[Dataset rows showing where objects appear]
* BEGIN *
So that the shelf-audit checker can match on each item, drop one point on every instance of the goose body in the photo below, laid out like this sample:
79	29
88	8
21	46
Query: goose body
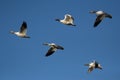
68	20
93	65
100	16
53	48
22	32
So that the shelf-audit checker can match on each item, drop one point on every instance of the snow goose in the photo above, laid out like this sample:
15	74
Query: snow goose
22	32
68	20
93	65
100	16
53	48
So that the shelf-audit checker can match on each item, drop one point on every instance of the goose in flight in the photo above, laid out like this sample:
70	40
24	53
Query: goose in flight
68	20
53	48
93	65
100	16
22	32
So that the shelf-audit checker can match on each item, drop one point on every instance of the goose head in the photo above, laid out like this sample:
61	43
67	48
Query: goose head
57	20
12	32
92	12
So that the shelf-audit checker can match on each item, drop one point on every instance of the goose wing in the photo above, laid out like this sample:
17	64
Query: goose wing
50	51
108	15
69	18
59	47
23	28
90	69
98	20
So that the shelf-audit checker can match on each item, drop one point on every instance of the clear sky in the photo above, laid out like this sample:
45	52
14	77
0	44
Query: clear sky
24	59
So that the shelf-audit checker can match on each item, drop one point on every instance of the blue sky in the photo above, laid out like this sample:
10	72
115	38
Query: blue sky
24	59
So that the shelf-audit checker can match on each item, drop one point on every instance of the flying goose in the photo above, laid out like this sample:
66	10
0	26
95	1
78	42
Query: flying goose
53	48
22	32
100	16
68	20
93	65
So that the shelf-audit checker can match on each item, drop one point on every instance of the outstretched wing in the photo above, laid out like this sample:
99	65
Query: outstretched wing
69	18
50	51
23	28
98	20
90	69
108	15
59	47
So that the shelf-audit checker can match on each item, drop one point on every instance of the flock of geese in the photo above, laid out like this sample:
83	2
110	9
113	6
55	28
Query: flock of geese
68	20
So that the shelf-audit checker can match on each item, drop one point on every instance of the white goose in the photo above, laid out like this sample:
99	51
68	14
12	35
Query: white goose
53	48
22	32
93	65
100	16
68	20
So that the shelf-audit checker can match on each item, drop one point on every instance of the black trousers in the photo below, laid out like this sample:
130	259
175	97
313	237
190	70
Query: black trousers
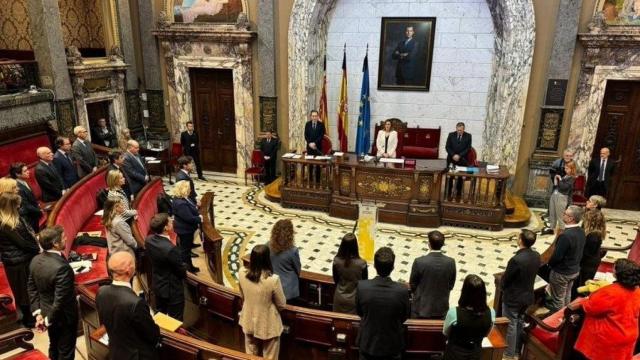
* END *
CHALLENGE: Pick out every line in the entries above that contains the word "blue", and copy each of those lines in full.

TASK OUTPUT:
So that the shelf-audit checker can match on each item, drop one point on every instance of the blue sky in the photo above, laid out like this sample:
Query: blue sky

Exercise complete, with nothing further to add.